● Problem description
Reproduce, word for word, the lines in the records below from the line with "Find the sky" up to and including the line with "x=313, y=113".

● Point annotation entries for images
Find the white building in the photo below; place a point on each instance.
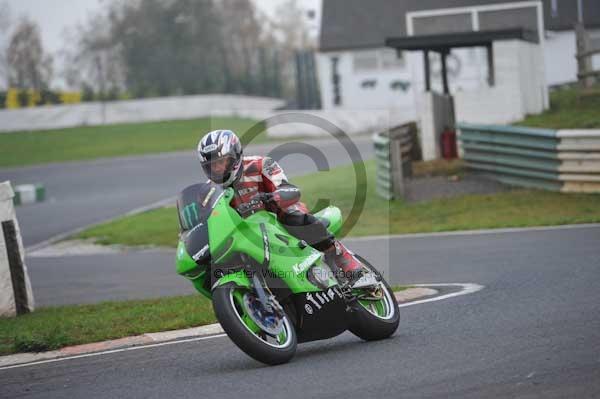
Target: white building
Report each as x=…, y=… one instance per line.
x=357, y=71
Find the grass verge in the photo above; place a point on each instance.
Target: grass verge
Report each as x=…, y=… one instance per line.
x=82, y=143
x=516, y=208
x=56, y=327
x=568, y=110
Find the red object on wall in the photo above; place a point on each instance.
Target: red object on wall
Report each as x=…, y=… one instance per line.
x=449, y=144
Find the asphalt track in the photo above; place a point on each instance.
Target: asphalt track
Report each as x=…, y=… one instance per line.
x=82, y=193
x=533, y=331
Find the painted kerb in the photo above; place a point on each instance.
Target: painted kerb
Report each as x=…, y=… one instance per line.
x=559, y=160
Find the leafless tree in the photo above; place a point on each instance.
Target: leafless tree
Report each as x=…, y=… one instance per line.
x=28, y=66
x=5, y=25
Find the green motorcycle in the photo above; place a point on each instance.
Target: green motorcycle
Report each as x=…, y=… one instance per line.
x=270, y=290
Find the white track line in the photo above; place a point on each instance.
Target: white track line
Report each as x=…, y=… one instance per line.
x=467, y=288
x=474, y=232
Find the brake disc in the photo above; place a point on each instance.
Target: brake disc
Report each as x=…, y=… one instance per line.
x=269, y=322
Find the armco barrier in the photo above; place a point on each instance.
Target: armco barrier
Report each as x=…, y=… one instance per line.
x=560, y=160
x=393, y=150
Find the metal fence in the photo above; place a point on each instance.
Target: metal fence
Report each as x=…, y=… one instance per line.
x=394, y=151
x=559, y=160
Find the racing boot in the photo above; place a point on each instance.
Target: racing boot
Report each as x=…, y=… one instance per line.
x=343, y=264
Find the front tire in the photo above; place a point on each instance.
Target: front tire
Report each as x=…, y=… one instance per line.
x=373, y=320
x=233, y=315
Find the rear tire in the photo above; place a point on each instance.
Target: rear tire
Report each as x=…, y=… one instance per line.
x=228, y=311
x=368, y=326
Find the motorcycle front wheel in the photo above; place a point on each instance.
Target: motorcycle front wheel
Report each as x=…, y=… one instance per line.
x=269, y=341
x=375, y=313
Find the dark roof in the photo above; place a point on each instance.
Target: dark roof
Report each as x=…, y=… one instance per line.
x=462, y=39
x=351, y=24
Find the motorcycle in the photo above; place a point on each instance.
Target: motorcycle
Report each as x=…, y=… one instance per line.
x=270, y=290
...
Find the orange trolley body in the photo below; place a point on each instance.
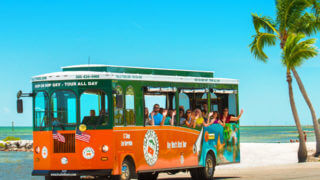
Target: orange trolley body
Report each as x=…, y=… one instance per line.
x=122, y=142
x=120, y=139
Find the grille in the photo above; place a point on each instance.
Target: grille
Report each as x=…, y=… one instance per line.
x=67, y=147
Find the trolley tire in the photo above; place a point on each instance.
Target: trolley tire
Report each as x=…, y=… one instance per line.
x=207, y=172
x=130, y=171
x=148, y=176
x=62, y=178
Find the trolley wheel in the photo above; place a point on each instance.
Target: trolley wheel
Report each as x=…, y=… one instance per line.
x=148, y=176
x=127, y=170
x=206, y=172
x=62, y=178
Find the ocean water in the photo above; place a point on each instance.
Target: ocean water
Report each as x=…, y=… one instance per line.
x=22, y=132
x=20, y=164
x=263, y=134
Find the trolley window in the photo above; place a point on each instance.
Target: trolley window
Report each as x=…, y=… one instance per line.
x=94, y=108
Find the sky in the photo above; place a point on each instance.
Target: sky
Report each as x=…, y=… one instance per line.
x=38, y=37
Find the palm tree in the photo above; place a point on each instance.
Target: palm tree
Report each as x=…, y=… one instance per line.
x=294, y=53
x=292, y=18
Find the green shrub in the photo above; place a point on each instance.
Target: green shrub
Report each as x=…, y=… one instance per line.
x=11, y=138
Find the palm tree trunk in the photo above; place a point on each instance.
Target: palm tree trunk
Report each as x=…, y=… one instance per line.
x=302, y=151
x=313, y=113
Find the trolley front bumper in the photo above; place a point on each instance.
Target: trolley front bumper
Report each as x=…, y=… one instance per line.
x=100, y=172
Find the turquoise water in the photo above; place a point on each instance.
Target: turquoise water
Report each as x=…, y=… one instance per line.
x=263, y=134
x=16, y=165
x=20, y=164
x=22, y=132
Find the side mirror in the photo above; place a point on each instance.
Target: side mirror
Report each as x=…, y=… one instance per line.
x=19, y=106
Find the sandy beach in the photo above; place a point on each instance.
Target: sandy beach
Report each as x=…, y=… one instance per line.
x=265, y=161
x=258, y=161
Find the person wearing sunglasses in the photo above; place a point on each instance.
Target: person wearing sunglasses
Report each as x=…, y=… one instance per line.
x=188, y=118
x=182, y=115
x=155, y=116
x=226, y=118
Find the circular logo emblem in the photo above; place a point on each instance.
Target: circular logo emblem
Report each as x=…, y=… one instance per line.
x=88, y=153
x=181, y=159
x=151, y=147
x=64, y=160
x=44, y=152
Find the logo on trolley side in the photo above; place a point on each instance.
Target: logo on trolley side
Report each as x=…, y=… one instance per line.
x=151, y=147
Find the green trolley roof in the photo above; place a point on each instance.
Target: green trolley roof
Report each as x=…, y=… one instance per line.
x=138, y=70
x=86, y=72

● Correct answer
Find the sky in the photo above; place a point on each instance.
Target: sky
Report each as x=…, y=… one instance per line.
x=38, y=37
Find the palm tree in the photo above; place a point on each instance.
Target: palm tree
Report each as x=…, y=… one instance per line.
x=294, y=53
x=292, y=18
Find the green shrub in the photo above; place a point on each instance.
Target: green shrub
Report each as x=…, y=… one instance per line.
x=11, y=138
Find the palm tree trunk in the photo above; place a point on each instance.
Target: palm tree trunk
Report each as x=…, y=… one instance per line.
x=302, y=151
x=313, y=113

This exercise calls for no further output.